***** RECORDS FOR THIS EXERCISE *****

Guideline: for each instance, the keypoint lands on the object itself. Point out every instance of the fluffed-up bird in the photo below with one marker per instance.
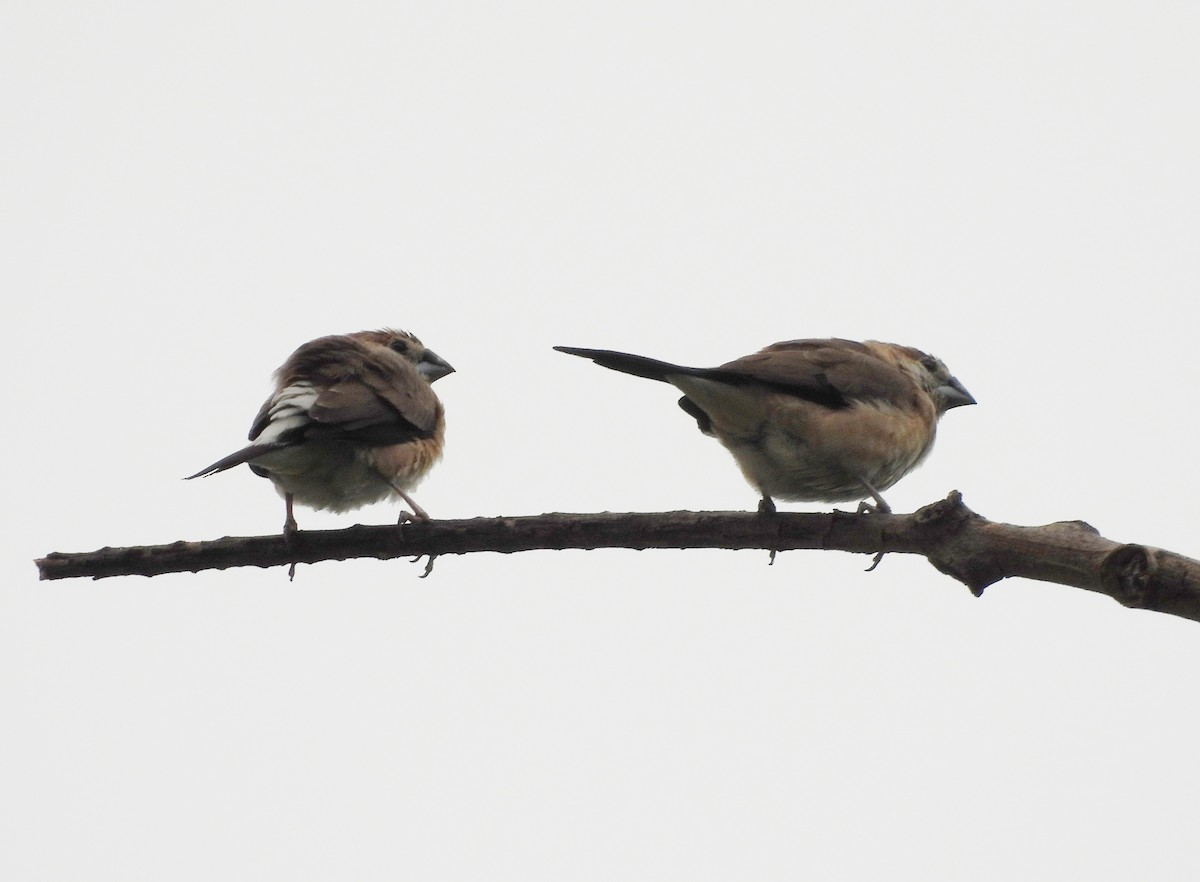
(352, 420)
(813, 420)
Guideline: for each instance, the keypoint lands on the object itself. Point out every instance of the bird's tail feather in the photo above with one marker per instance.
(246, 454)
(627, 363)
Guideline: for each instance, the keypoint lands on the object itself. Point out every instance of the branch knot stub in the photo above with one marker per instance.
(1131, 571)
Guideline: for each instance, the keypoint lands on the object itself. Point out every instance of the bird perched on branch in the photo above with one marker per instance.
(813, 420)
(352, 420)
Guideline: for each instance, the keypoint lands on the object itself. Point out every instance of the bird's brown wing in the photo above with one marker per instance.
(379, 407)
(831, 372)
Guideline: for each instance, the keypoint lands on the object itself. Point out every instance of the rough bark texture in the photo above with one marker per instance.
(957, 540)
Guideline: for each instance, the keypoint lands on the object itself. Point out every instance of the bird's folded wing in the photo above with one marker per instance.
(372, 411)
(831, 372)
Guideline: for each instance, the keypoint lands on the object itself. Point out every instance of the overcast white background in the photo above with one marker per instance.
(192, 190)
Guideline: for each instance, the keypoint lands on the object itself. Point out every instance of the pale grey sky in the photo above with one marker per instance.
(189, 191)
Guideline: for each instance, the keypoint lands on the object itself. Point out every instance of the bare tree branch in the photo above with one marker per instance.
(957, 540)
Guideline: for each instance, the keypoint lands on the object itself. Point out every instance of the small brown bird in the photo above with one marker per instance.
(352, 420)
(813, 420)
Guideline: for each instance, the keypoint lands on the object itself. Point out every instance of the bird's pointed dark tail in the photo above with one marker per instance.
(244, 455)
(627, 363)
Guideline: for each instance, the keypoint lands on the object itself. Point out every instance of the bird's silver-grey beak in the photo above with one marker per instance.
(432, 366)
(954, 394)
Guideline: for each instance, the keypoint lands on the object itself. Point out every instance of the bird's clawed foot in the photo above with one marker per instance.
(880, 507)
(429, 564)
(417, 514)
(289, 523)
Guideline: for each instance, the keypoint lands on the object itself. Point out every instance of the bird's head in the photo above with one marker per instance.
(933, 376)
(430, 365)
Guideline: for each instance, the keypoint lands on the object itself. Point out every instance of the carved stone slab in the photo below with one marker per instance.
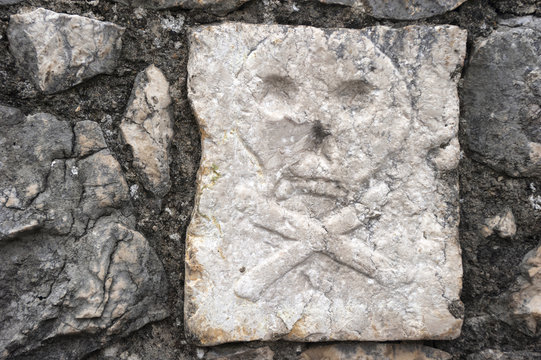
(327, 202)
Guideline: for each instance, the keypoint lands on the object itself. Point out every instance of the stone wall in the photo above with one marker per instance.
(100, 149)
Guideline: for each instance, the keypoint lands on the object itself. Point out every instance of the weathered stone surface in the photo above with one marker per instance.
(526, 301)
(88, 138)
(147, 128)
(60, 50)
(240, 353)
(374, 352)
(218, 7)
(9, 2)
(518, 7)
(504, 225)
(10, 116)
(502, 99)
(401, 9)
(327, 193)
(500, 355)
(70, 263)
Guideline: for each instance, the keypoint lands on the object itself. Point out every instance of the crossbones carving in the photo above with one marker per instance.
(309, 236)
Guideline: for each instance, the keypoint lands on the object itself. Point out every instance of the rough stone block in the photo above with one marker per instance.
(327, 201)
(502, 98)
(60, 50)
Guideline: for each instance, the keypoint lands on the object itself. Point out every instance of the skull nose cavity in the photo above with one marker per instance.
(319, 132)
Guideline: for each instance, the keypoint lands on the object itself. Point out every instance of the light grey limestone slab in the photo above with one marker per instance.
(401, 9)
(60, 50)
(147, 128)
(327, 200)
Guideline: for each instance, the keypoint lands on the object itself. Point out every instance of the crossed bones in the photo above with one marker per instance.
(309, 237)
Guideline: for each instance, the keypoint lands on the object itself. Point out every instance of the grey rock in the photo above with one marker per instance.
(502, 99)
(374, 352)
(503, 224)
(500, 355)
(88, 138)
(9, 2)
(240, 353)
(525, 302)
(517, 7)
(218, 7)
(147, 128)
(327, 199)
(59, 50)
(70, 262)
(401, 9)
(29, 150)
(10, 116)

*****

_WHAT THIS TASK INVOLVES_.
Render all of the data above as a numbered list, one line per item, with blank lines and pictures omitted.

_TASK ANSWER_.
1. Guideline: for each instance, the keypoint lands on the object itself. Point out every instance of the fluffed-up bird in the photo below with one marker per instance.
2. (352, 420)
3. (813, 420)
4. Guideline: for each instance, the keypoint lands on the object itself. Point out every instance of the bird's tail feather in the photo above with one marker per instance.
5. (246, 454)
6. (627, 363)
7. Guideline: for each instance, the keypoint lands on the object itself. Point out every instance of the branch knot stub in the photo above with one marker per instance.
8. (1131, 571)
9. Guideline: for each instance, the keypoint lands on the object itself. Point out every instance of the bird perched on branch in the photo above with one marker per instance.
10. (813, 420)
11. (352, 420)
12. Guideline: for each instance, the keypoint lands on the object itself. Point out every instance of the bird's brown wing in the photo above with one marker per instance.
13. (379, 407)
14. (831, 372)
15. Guideline: for each instance, the keypoint lands on the object itself. Point out every instance of the rough bark texture in the photo above with one marker per instance.
16. (957, 540)
17. Guideline: for each instance, the keypoint lands on the object itself. Point out every instance of the bird's folded wing in the photo above with one marker per instance.
18. (372, 411)
19. (831, 372)
20. Guideline: for each instance, the keypoint lands on the object itself. Point out every instance of the overcast white background in the photo above with one marker per instance.
21. (192, 190)
22. Guideline: for each instance, the keypoint lands on the object itself. Point out every instance of the pale grey sky in the photo above with one marker per instance.
23. (189, 191)
24. Guideline: for each instance, the keypoint lands on the object itself. Point out every instance of the bare tree branch in the photo above with one marker per instance.
25. (957, 540)
26. Guideline: for each instance, the keypoint lands on the object itself. Point out every instance of the small brown bird in the photo above with one marker per instance.
27. (352, 420)
28. (813, 420)
29. Guideline: for each instance, the keypoint lands on the object itself. Point out every instance of the bird's pointed dark tail in the photo above with one marker per instance.
30. (244, 455)
31. (627, 363)
32. Guideline: for each instance, the keypoint lands on the object itself. Point out every instance of the bird's silver-grey beak in the photo above with one marker per instance.
33. (432, 366)
34. (954, 394)
35. Guideline: for each instance, the keypoint lands on the object itself. Point out every instance of the bird's clawed foot in the photo above with one marker per instance.
36. (880, 507)
37. (429, 564)
38. (417, 514)
39. (289, 523)
40. Guideline: for each instance, the keypoint lands on the object itself. Point out every instance of the bird's head in the photo above with one marker per instance.
41. (933, 376)
42. (430, 365)
43. Guideline: for each instance, the keypoint lands on the object itself. Point out every instance of the carved stone slab in the photo below with one marker per instance.
44. (327, 202)
45. Guideline: for each instance, the keypoint lands on the object itself. Point out every instance of the stone wall in the photo above with one marker per instance.
46. (100, 149)
47. Guideline: for each instance, the keypoint lands on the object itself. Point out every instance of the weathered stone surface in the photo above with one marker per instance.
48. (526, 301)
49. (88, 138)
50. (147, 128)
51. (60, 50)
52. (240, 353)
53. (374, 352)
54. (218, 7)
55. (9, 2)
56. (518, 7)
57. (504, 225)
58. (10, 116)
59. (502, 99)
60. (401, 9)
61. (327, 193)
62. (500, 355)
63. (70, 263)
64. Guideline: for each instance, the keypoint lands on the object itself. Point out every instance of the crossbones carving in the photo above with one marker per instance.
65. (309, 236)
66. Guideline: for each instance, the keypoint lands on the object itself. Point out every instance of the rough stone block in the photo above with one marker per instance.
67. (327, 201)
68. (502, 98)
69. (60, 50)
70. Guideline: for each instance, the keypoint lands on the object itself. Point out every instance of the skull nose cavity in the photo above with one marker per instance.
71. (319, 132)
72. Guideline: for each instance, the keypoint lands on the object itself. Point out every instance of the light grey limestone slab in the photo above with one marker per instance.
73. (401, 9)
74. (60, 50)
75. (147, 128)
76. (327, 200)
77. Guideline: for each instance, the keypoint lands on the object itself. Point out every instance of the crossed bones in the photo above with one marker per instance.
78. (309, 237)
79. Guideline: for each instance, the keypoint lands on the object itself. Point out every instance of the grey rock in the photo above with one marker per instance.
80. (502, 99)
81. (374, 352)
82. (503, 224)
83. (500, 355)
84. (88, 138)
85. (9, 2)
86. (240, 353)
87. (525, 302)
88. (517, 7)
89. (218, 7)
90. (147, 128)
91. (327, 199)
92. (59, 50)
93. (70, 262)
94. (401, 9)
95. (29, 150)
96. (10, 116)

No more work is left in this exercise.